■ **WHAT TO PRODUCE**
Reproduce all entries word for word.

■ **DATA FOR THIS TASK**

..............................

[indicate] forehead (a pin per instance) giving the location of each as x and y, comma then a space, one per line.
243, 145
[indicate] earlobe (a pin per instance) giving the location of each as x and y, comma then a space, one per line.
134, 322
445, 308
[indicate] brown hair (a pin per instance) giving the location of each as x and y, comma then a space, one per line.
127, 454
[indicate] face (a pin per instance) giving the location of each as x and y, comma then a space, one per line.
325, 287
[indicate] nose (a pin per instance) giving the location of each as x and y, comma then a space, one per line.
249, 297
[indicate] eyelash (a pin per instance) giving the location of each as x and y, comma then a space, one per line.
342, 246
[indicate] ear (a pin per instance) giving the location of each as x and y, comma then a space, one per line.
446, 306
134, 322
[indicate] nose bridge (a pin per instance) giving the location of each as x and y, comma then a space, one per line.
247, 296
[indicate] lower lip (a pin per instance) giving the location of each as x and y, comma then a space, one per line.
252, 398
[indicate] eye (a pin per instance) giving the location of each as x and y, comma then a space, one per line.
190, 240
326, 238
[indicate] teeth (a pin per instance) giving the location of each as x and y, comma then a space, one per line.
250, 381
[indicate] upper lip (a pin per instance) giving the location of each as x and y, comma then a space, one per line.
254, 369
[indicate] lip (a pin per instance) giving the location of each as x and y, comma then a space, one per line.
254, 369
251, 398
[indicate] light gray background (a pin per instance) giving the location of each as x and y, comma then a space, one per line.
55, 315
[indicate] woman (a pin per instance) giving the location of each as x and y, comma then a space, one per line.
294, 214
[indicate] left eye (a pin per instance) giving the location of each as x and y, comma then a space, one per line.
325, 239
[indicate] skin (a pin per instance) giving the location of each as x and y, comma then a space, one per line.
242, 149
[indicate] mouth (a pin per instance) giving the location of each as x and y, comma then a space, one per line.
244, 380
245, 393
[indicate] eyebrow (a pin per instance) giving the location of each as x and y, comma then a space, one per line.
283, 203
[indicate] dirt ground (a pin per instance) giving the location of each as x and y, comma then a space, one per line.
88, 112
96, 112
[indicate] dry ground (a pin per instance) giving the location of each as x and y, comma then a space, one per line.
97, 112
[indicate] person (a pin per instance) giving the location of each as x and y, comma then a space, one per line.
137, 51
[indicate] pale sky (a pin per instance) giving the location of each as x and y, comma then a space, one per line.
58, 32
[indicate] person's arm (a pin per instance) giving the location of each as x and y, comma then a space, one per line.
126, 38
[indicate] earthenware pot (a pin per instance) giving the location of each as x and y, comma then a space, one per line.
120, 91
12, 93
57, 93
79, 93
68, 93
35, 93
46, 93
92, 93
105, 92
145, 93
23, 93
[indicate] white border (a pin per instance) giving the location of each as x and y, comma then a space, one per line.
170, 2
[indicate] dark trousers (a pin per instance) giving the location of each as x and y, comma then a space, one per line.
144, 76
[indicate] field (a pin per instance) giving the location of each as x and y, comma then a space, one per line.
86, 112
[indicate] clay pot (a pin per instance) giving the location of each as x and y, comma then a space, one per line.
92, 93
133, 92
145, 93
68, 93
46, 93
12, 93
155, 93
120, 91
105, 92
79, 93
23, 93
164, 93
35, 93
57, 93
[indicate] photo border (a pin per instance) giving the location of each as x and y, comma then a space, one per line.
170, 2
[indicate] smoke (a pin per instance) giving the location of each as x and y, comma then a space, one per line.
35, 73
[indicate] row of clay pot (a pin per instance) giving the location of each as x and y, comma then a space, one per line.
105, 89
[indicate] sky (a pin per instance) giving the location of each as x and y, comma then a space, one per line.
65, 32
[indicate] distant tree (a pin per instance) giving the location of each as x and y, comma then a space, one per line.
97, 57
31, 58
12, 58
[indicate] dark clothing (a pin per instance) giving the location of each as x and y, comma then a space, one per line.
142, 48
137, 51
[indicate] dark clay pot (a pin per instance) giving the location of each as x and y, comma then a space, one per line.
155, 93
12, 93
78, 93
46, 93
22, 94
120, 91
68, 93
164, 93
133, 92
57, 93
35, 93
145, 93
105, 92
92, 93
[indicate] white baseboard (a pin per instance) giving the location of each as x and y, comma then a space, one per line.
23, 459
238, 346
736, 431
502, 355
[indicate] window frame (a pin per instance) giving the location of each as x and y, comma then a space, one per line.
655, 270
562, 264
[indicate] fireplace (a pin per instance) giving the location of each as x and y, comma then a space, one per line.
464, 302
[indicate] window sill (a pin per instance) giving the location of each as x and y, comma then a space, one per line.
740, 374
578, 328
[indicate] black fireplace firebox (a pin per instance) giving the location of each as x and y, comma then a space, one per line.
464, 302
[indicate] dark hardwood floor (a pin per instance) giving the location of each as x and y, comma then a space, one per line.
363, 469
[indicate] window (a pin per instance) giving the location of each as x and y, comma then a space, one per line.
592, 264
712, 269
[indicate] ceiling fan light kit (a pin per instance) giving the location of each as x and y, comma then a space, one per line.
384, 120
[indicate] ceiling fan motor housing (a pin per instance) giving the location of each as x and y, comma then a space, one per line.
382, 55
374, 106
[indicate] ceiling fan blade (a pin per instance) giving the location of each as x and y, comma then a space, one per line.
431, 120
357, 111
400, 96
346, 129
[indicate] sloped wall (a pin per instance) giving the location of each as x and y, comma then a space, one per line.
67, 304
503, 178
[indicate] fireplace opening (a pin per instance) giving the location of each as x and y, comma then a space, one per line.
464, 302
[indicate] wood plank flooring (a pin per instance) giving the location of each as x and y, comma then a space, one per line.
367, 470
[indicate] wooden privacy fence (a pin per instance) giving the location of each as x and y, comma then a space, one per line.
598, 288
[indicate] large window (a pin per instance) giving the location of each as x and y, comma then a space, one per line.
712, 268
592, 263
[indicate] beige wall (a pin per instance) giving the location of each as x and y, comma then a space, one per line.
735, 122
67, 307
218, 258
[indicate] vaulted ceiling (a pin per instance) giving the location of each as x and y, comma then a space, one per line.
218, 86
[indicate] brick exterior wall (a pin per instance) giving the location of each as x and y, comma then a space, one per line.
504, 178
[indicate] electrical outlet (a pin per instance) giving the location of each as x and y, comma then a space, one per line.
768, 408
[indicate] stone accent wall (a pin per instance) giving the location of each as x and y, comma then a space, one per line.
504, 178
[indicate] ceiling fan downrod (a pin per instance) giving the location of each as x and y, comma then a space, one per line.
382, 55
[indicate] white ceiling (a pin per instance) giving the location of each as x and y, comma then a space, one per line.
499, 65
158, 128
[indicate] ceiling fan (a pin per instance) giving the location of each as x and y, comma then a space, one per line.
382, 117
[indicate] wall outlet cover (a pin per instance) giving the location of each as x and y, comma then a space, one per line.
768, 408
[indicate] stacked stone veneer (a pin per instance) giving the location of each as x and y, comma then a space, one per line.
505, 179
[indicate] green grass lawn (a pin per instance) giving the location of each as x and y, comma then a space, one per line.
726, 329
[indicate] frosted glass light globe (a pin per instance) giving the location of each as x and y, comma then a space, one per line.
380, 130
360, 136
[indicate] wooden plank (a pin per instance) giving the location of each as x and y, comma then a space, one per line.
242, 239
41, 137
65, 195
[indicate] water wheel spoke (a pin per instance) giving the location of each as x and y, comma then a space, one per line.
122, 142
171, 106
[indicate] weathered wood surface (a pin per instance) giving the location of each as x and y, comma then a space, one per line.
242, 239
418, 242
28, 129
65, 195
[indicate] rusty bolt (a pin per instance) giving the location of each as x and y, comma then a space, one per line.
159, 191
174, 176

..............................

■ **REPLY**
[indicate] forehead (a pin per instance) giving the location of each as x and y, comma then a space, one per line.
243, 145
[indicate] earlobe (a pin per instance) giving the location of each as x and y, comma then a space, one per line.
134, 322
445, 308
[indicate] brown hair (a pin per instance) giving the location of each as x and y, comma then a space, one per line.
127, 454
[indicate] face (a pin per instance) giving the location of each as x and y, comma then a space, one per line.
325, 287
[indicate] nose (a pin per instance) giving the location of each as x and y, comma then a space, one per line.
249, 297
[indicate] eyelash (a pin per instance) giving the location of each as x and y, comma then a space, one per line.
342, 246
[indicate] ear (a pin per instance) giving the location of each as x and y, comma then a space, one per line.
446, 306
134, 322
[indicate] nose bridge (a pin per instance) giving the location of each as x and y, comma then a space, one per line.
247, 296
[indicate] lower lip (a pin per instance) giving the location of each as x and y, comma then a space, one per line.
252, 398
[indicate] eye (a pin per instance) giving the location of each as x and y, comma then a space, one per line.
190, 240
326, 238
[indicate] teeth (a pin per instance) giving the location of each as x and y, comma then a space, one per line.
250, 381
[indicate] upper lip (a pin per instance) giving the location of each as x and y, comma then a space, one per line.
254, 369
[indicate] lip (a pin per instance) giving the location of each as x and y, comma then a space, one per line.
254, 369
251, 398
[indicate] light gray background (a pin per instance) giving the location of each as x and y, comma then a space, one per line.
55, 315
[indicate] woman (a pin per instance) giving the location of each as x and y, comma then a space, one per line.
294, 214
[indicate] left eye (a pin per instance) giving the location of each as x and y, comma then a space, one per line.
325, 239
[indicate] skin (a pin per instance) giving the location of each as x and y, comma then a space, one per line.
242, 149
[indicate] mouth (a pin per instance) giving the location of each as x and y, comma then a space, one per line.
244, 380
245, 393
[indicate] eyebrow (a pin per instance) giving the location of each as x and y, comma then a space, one per line.
283, 203
[indicate] dirt ground (a pin per instance) giving the location of each as x and y, comma then a space, one per line.
88, 112
96, 112
[indicate] dry ground (a pin per instance) giving the location of each as x and y, comma then a space, one per line.
97, 112
[indicate] person (a pin per instance) giving the location of each as x and y, comma then a space, one per line.
137, 51
[indicate] pale sky (a pin per instance) giving the location of each as x and y, comma then a space, one per line.
58, 32
[indicate] person's arm (a pin per instance) giving the location of each as x and y, comma then a space, one per line.
126, 38
[indicate] earthenware pot (a pin per instance) giving the location of each as x and y, comma then a space, one per line.
120, 91
12, 93
57, 93
79, 93
68, 93
35, 93
46, 93
92, 93
105, 92
145, 93
23, 93
[indicate] white border (a pin per instance) giving the location of each as x and y, comma then a space, one per line.
170, 2
[indicate] dark trousers (a pin per instance) giving the location of each as x and y, comma then a space, one per line.
144, 76
[indicate] field (a pin per instance) giving the location of each as x and y, comma then a space, one per line.
86, 112
[indicate] clay pot (a pin per instance) giving the location of each as x and y, comma then a space, one per line.
92, 93
133, 92
145, 93
68, 93
46, 93
12, 93
155, 93
120, 91
105, 92
79, 93
23, 93
164, 93
35, 93
57, 93
[indicate] photo border (a pin per instance) giving the location of each as x and y, comma then a space, one per line.
170, 2
[indicate] smoke (a pin per instance) giving the location of each as x and y, comma then a space, one per line.
35, 73
[indicate] row of clay pot (a pin per instance) giving the location of each as x and y, comma then a space, one per line.
105, 89
[indicate] sky (a pin per instance) giving the location of each as x and y, comma then a space, one per line.
65, 32
[indicate] distant tree (a pin per instance) giving the location of each as x and y, comma then a space, one per line.
97, 57
31, 58
12, 58
[indicate] dark clothing (a pin per instance) giving the location of each as x and y, comma then a space, one per line.
142, 48
137, 51
[indicate] dark clay pot (a pin per instance) giving the location of each as x and y, comma then a space, one per line.
155, 93
12, 93
78, 93
46, 93
22, 94
120, 91
68, 93
164, 93
133, 92
57, 93
35, 93
145, 93
105, 92
92, 93
[indicate] white baseboard (a pin per instance) giving the location of each as x and y, comma then a space, one per line.
23, 459
238, 346
736, 431
502, 355
[indicate] window frame (a pin per instance) giving the location of each as x and y, comma then a space, one per line.
655, 270
562, 264
[indicate] fireplace (a pin per instance) giving the location of each as x and y, comma then a space, one per line.
464, 302
[indicate] window sill (a pin per instance) giving the location of each as x and y, comma then a space, one per line.
740, 374
578, 328
[indicate] black fireplace firebox (a pin per instance) giving the location of each as x and y, comma then a space, one per line.
464, 302
[indicate] dark hardwood floor (a pin per instance) giving the location of each as x and y, comma then a space, one per line.
363, 469
[indicate] window (a pin per instance) giving the location of each as x and y, comma then a space, one per line.
592, 264
712, 269
[indicate] ceiling fan light kit (a pin per instance) giving the location of each as x and y, comma then a space, one per line.
384, 120
[indicate] ceiling fan motor housing (a pin per instance) giving the location of each as x and y, comma then a space, one per line.
382, 55
374, 106
[indicate] ceiling fan blade (a pin per instance) giving the location of each as x and y, comma then a space, one per line.
431, 120
357, 111
400, 96
346, 129
[indicate] sloped wall (a pin per instance) giving the location of each as x and y, comma then a space, one per line.
67, 304
503, 178
[indicate] fireplace opening (a pin per instance) giving the location of each as x and y, comma then a space, one per line.
464, 302
[indicate] wood plank flooring (a pin per instance) giving the location of each as x and y, comma then a space, one per line.
367, 470
[indicate] wooden privacy fence (a pin per instance) giving the location of each as x and y, comma then a space, one per line.
598, 288
[indicate] large window (a pin per instance) giving the location of each as x and y, comma then a space, one per line.
712, 268
592, 263
[indicate] beige wall (a pin per instance) giving the location of each as x and y, comma then a space, one per line.
735, 122
67, 307
218, 258
[indicate] vaulted ceiling (a pin per instance) giving the location of each as x and y, comma then a space, one per line.
218, 86
[indicate] brick exterior wall (a pin per instance) giving the location of each as x and y, comma then a space, one per line.
504, 178
[indicate] electrical outlet (a pin per instance) giving the location of each as x and y, comma then a space, one per line.
768, 408
[indicate] stone accent wall (a pin per instance) giving the location of each as x and y, comma then a space, one per line.
504, 178
[indicate] ceiling fan downrod (a pin per instance) giving the location of each as x and y, comma then a space, one per line.
382, 55
[indicate] white ceiling (a pin per instance) giving the location of each as x and y, comma then a space, one per line.
499, 65
158, 128
[indicate] ceiling fan (a pin per instance) giving the location of each as x and y, comma then a space, one per line.
382, 117
[indicate] wall outlet cover (a pin per instance) giving the location of each as x and y, comma then a space, one per line.
768, 408
[indicate] stacked stone veneer (a pin per instance) giving the location of each as x and y, comma then a space, one per line.
505, 179
[indicate] green grass lawn (a pin per instance) giving the location of each as x and y, comma then a space, one per line.
726, 329
[indicate] frosted glass light globe (a pin per instance) giving the location of each as x and y, comma then a space, one per line.
380, 130
360, 136
[indicate] wooden plank (a pin per instance) giving the location of each as x and y, comma then a space, one per line.
242, 239
41, 137
65, 195
[indicate] water wheel spoke (a pin per instance) giving the location of each as x and y, comma then a space, one per line.
122, 142
171, 106
[indicate] weathered wood surface (a pin per instance) giving the location of each as x and y, comma then a space, one per line.
242, 239
418, 242
28, 129
65, 195
[indicate] rusty bolt (a pin per instance) giving the location of each as x and y, comma then a space, one per line.
159, 191
174, 176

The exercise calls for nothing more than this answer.